Please copy the material below word for word, keeping every line as it appears.

[Start of Rows]

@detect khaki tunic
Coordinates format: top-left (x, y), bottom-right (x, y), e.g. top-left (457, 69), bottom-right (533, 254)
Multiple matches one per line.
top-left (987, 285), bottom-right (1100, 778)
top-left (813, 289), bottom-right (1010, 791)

[End of Rows]

### Answer below
@detect khaki tunic
Coordinates format: top-left (x, y), bottom-right (x, y), e.g. top-left (457, 69), bottom-right (533, 254)
Multiple matches one per line.
top-left (987, 285), bottom-right (1100, 778)
top-left (813, 289), bottom-right (1010, 791)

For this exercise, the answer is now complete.